*What you will do*
Take the line that contains "Reply as one" and each line after it in the material below, and transcribe them exactly, stopping at the end.

*Data supplied*
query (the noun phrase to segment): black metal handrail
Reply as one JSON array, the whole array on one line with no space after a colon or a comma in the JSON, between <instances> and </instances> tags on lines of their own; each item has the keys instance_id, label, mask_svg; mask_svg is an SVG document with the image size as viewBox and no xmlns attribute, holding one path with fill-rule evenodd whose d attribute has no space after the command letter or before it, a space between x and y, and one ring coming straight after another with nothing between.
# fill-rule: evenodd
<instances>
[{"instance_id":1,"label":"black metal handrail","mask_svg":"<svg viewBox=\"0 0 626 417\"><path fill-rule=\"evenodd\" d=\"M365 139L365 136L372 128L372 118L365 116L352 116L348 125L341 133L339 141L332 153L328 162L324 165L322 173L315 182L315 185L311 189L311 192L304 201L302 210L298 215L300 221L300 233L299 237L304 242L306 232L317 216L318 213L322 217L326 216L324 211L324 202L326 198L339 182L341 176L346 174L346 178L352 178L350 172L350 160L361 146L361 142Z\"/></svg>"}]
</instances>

*Reply*
Reply as one JSON array, the whole array on one line with no space after a colon or a comma in the JSON, between <instances> and </instances> tags on lines of their own; each item has the keys instance_id, label, mask_svg; mask_svg is an SVG document with the image size as viewBox and no xmlns attribute, holding one path with fill-rule evenodd whose d attribute has no space after the command letter or before it, a space between x and y, and one ring coming straight after another with nothing between.
# fill-rule: evenodd
<instances>
[{"instance_id":1,"label":"black metal handrail","mask_svg":"<svg viewBox=\"0 0 626 417\"><path fill-rule=\"evenodd\" d=\"M365 139L365 136L372 128L372 118L365 116L352 116L348 125L341 133L339 141L332 153L328 162L324 165L322 173L315 182L315 185L311 189L311 192L304 201L302 210L298 215L300 221L300 233L299 237L304 242L306 232L317 216L318 213L322 217L326 216L324 211L324 202L326 198L339 182L341 176L346 174L346 178L352 178L350 172L350 160L361 146L361 142Z\"/></svg>"}]
</instances>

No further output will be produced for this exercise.